● **Source extract**:
┄┄┄┄┄┄┄┄┄┄

UXR Team Mission at User Interviews

🤔 Questions for developing a high-level strategy for your UX research team:

  • What is the business’s history and goals? 
  • How can UX research help the company achieve those goals? 
  • What is the current state of research at the company? 
  • What are stakeholders’ hopes and expectations for research? 
  • What are the top 3 areas you need to focus on in your first year?
  • How can you communicate the value of those objectives to stakeholders?

People

Effective UX research teams need the right people in the right roles. 

At first, you might evaluate the company’s research needs and determine that no additional hires are needed at this time. That’s great—you’re the right person in the right role! 

However, as your research practice grows, you’ll eventually need to welcome new members to the team.

Hackman noted that “stable” teams—those that stay together over time—tend to perform better than those with high turnover rates. Of course, you can’t (and shouldn’t) force team members to stick around after they’ve decided to move on, but you can influence the stability of your team by making thoughtful hiring decisions (in addition to nailing the other building blocks of a successful UX research team). 

Some of the roles you might consider hiring for are:

When to hire full-time user researchers

User researchers are trained specialists who conduct qualitative and quantitative research to help teams answer business, product, and customer questions. They’re responsible for bringing the voice of the customer to the team.

Depending on your own area of expertise and the company’s research needs moving forward, you might consider hiring different kinds of research specialists—for example, mixed methods researchers, qualitative researchers, quantitative researchers, etc. 

We recommend hiring full-time user researchers when the demand for research exceeds the potential output of your current team. For example, if you’re a research team of one with the ability to manage 2–3 research projects per quarter and you start getting 6–8 viable research requests per quarter, it might be time to start looking for your next hire. 

When to hire research operations managers

Research Ops is a specialist role focused on creating infrastructure around research recruitment, tooling, and insight management.

┄┄┄┄┄┄┄┄┄┄

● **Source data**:
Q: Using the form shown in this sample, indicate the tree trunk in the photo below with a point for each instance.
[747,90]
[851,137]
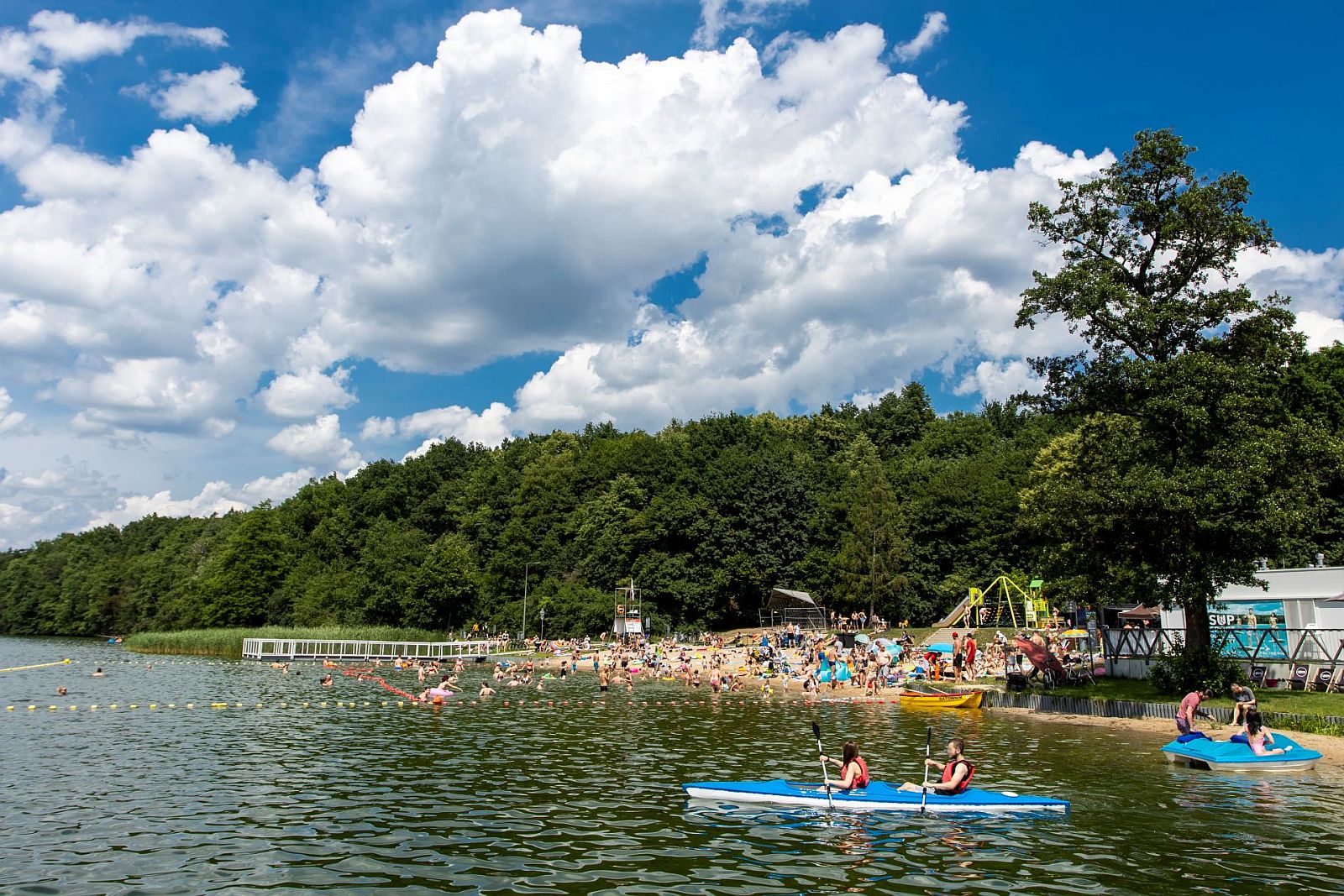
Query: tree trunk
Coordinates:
[1196,622]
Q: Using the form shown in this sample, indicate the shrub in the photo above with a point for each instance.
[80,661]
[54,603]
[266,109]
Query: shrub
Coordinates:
[1187,669]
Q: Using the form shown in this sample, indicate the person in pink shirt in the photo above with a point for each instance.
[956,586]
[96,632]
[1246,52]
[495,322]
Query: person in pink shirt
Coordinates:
[1189,708]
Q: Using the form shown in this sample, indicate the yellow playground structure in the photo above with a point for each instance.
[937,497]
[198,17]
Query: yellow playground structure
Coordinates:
[985,607]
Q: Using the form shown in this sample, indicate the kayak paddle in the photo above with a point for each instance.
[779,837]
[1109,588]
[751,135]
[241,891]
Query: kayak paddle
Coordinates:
[826,777]
[924,799]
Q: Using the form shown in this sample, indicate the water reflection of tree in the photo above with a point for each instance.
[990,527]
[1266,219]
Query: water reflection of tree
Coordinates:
[866,848]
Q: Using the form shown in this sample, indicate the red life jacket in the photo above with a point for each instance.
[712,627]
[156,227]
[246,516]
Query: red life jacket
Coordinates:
[951,768]
[862,779]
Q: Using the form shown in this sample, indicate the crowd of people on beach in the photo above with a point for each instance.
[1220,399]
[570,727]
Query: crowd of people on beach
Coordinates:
[815,663]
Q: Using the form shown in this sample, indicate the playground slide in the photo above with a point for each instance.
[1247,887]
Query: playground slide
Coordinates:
[954,617]
[1041,658]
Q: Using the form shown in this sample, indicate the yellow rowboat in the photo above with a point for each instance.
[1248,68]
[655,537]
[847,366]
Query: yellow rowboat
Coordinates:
[961,700]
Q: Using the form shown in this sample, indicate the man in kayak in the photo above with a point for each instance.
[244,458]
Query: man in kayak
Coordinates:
[956,773]
[853,770]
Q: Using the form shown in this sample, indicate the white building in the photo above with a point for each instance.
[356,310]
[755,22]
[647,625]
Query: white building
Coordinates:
[1301,598]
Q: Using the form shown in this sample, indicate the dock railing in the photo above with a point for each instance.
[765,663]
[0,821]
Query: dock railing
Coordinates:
[316,649]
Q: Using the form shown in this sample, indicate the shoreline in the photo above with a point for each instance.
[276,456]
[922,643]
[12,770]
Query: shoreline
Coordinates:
[1330,747]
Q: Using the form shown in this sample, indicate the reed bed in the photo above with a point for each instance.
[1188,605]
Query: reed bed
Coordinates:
[228,642]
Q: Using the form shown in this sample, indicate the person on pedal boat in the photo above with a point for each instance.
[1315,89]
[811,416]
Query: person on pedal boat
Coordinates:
[853,770]
[956,773]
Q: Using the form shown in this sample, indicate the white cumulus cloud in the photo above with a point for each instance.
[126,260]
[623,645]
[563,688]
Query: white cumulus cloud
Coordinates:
[316,443]
[934,26]
[307,392]
[721,16]
[210,97]
[8,419]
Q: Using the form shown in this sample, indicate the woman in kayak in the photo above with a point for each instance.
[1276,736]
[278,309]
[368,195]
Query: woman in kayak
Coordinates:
[853,770]
[956,773]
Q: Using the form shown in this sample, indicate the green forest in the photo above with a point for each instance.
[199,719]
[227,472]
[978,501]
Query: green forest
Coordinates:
[1194,434]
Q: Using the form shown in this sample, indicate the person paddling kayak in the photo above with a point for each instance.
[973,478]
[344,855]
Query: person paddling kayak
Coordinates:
[853,770]
[956,773]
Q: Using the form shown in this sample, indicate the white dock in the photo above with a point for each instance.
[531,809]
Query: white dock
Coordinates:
[312,649]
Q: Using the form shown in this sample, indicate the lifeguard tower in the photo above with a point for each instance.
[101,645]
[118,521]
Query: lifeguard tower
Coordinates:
[628,611]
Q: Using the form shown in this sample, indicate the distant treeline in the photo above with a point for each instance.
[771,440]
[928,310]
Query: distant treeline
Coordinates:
[887,506]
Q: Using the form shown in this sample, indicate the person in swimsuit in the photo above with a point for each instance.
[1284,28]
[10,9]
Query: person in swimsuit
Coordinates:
[1189,708]
[853,770]
[956,772]
[1257,735]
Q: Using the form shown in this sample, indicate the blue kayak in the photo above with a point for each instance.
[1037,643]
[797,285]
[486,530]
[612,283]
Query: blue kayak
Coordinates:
[1202,752]
[874,797]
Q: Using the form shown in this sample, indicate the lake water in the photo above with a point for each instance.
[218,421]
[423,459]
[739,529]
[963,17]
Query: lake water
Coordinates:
[585,799]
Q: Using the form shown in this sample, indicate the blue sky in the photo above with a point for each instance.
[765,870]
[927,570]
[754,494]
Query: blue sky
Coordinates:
[255,296]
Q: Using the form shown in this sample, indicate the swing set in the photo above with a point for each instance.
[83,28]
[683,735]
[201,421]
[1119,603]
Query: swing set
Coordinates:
[985,607]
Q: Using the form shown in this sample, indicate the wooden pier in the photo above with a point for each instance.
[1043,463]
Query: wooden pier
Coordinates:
[313,649]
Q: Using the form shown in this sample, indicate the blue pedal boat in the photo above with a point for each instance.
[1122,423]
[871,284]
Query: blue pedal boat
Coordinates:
[1203,752]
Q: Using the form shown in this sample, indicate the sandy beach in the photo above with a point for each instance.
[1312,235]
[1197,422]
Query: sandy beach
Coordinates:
[1163,730]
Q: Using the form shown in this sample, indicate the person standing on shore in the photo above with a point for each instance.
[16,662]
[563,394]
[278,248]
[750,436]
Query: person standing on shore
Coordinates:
[1189,708]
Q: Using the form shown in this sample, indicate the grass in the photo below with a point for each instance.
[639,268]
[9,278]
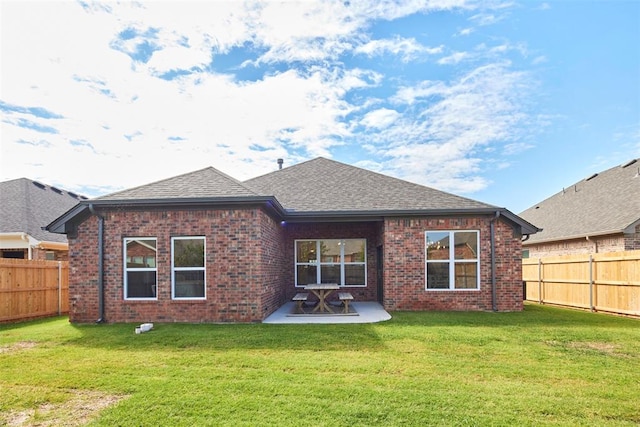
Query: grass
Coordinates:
[542,366]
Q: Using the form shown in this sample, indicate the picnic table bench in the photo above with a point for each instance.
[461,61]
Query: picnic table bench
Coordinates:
[345,298]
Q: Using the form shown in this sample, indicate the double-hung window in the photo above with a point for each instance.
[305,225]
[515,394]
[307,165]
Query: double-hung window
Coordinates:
[341,261]
[452,260]
[140,271]
[188,268]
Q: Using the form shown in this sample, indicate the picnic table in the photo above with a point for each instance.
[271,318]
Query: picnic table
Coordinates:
[322,290]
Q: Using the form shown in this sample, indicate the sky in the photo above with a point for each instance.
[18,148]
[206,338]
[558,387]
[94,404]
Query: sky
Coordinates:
[505,102]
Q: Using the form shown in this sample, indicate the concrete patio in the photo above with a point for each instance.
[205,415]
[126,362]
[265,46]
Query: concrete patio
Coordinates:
[364,312]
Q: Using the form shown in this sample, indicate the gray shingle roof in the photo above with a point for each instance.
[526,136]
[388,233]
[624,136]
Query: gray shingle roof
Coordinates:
[323,185]
[313,190]
[607,202]
[27,205]
[204,183]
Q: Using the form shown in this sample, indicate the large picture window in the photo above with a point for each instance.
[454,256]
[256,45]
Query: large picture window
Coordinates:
[140,272]
[452,260]
[341,261]
[188,268]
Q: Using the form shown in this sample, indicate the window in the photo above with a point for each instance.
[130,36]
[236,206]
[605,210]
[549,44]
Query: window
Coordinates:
[187,268]
[140,274]
[452,266]
[341,261]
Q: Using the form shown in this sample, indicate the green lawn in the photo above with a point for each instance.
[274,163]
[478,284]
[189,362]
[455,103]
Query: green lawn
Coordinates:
[543,366]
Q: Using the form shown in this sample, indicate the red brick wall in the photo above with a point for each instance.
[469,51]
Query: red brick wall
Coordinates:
[83,273]
[355,230]
[274,265]
[250,264]
[238,282]
[404,272]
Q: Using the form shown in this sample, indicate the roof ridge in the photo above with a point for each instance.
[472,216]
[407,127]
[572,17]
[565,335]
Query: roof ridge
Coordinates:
[378,174]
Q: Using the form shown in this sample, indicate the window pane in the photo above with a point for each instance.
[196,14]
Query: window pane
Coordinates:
[188,253]
[466,275]
[307,274]
[141,253]
[189,284]
[466,245]
[437,245]
[141,284]
[330,273]
[354,250]
[354,275]
[306,251]
[438,275]
[330,250]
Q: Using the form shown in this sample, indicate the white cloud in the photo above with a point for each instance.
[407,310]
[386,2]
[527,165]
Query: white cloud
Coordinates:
[454,58]
[406,48]
[380,119]
[457,119]
[118,124]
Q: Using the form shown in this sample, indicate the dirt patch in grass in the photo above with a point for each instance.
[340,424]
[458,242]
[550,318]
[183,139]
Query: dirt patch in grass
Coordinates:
[20,345]
[590,346]
[82,407]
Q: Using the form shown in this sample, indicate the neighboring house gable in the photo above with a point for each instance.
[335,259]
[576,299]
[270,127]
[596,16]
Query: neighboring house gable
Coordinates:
[598,214]
[225,250]
[26,206]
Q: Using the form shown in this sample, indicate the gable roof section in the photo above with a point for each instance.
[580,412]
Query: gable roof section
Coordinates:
[201,184]
[323,185]
[604,203]
[26,206]
[318,189]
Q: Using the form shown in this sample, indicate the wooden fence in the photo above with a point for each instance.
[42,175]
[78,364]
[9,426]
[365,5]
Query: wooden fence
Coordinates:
[608,282]
[30,289]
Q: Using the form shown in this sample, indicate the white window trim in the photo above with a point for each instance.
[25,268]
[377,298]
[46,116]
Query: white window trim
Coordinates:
[452,261]
[174,268]
[319,264]
[126,269]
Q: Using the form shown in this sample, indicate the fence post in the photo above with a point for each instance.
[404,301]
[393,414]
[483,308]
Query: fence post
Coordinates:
[59,288]
[539,280]
[591,282]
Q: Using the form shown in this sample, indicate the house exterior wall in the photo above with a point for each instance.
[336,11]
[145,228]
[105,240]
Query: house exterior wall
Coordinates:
[240,286]
[404,266]
[632,240]
[352,230]
[250,264]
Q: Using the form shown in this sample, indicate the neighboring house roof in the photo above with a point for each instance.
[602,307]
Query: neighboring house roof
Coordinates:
[318,189]
[604,203]
[26,206]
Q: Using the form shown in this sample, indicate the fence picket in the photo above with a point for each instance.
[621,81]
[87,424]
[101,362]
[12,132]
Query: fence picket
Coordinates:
[607,282]
[33,288]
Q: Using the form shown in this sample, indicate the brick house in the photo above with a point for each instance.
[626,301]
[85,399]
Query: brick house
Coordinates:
[204,247]
[26,206]
[600,213]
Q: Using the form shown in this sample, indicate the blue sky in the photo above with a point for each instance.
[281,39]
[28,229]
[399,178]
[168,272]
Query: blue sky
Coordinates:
[505,102]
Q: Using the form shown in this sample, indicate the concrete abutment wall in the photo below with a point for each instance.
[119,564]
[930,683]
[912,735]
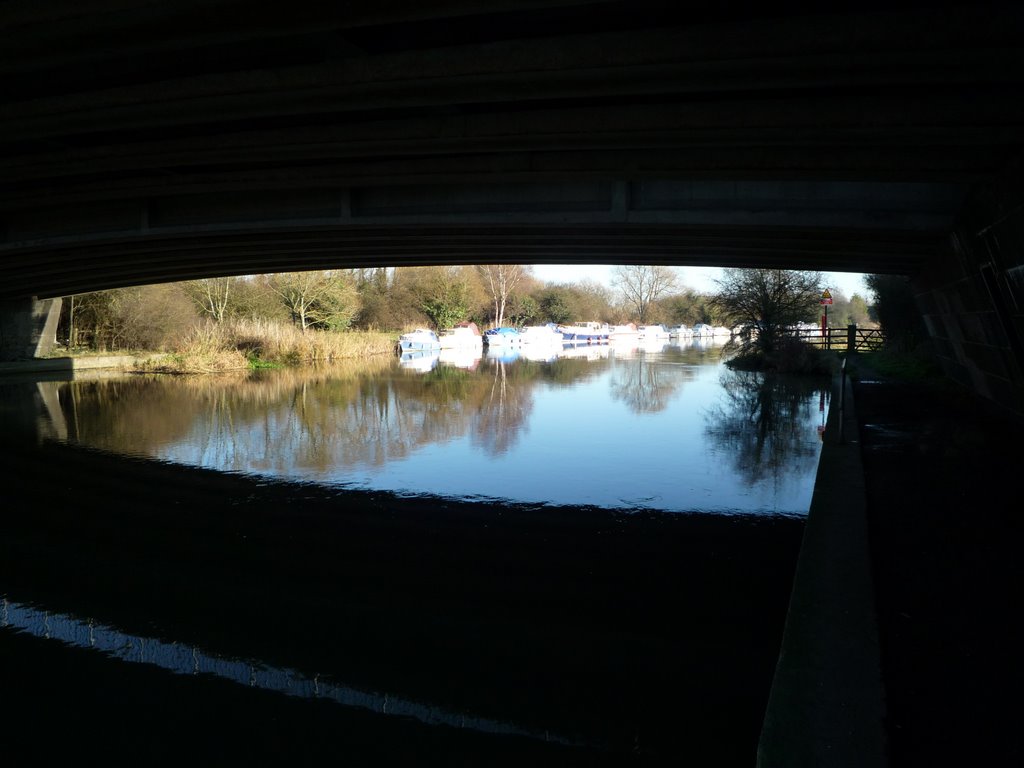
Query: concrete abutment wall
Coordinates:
[973,300]
[28,328]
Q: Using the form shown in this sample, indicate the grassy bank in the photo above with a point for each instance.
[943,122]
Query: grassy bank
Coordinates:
[242,345]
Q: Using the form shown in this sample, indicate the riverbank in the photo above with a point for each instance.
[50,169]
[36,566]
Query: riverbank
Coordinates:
[942,481]
[901,648]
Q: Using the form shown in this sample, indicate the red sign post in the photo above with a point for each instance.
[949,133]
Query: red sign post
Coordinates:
[825,301]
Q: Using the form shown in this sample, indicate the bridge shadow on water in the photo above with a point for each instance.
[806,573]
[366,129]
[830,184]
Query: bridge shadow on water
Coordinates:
[413,631]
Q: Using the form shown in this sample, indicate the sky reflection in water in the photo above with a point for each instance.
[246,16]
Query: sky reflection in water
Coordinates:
[663,428]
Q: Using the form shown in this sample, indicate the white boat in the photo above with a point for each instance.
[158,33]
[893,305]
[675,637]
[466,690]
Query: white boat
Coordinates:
[627,332]
[648,333]
[421,360]
[585,333]
[502,337]
[462,336]
[419,340]
[548,336]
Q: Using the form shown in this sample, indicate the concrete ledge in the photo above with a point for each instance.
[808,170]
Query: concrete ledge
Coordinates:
[51,365]
[826,706]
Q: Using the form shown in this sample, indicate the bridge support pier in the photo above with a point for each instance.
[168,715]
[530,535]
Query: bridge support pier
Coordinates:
[28,328]
[973,303]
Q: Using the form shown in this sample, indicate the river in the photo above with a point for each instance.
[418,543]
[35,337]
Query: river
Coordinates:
[581,557]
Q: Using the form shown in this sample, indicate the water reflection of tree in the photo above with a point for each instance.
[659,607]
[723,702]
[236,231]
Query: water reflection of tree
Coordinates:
[764,424]
[507,406]
[364,414]
[646,386]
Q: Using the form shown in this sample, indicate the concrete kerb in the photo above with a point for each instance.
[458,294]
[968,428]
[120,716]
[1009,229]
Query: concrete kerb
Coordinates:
[826,705]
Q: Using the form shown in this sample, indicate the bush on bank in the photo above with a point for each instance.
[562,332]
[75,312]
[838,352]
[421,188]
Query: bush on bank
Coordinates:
[244,344]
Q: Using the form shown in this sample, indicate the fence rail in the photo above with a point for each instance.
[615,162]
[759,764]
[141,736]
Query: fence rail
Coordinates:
[850,338]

┄┄┄┄┄┄┄┄┄┄

● **Instruction 1**:
In the UX research team text, when is hiring full-time user researchers recommended?
● **Instruction 2**:
List the areas that the UX research team text says Research Ops builds infrastructure around.
● **Instruction 3**:
Reproduce the stretch of the UX research team text from "User researchers are" through "customer to the team.".

● **Output 1**:
When the demand for research exceeds the potential output of your current team.

● **Output 2**:
- Research recruitment
- Tooling
- Insight management

● **Output 3**:
User researchers are trained specialists who conduct qualitative and quantitative research to help teams answer business, product, and customer questions. They’re responsible for bringing the voice of the customer to the team.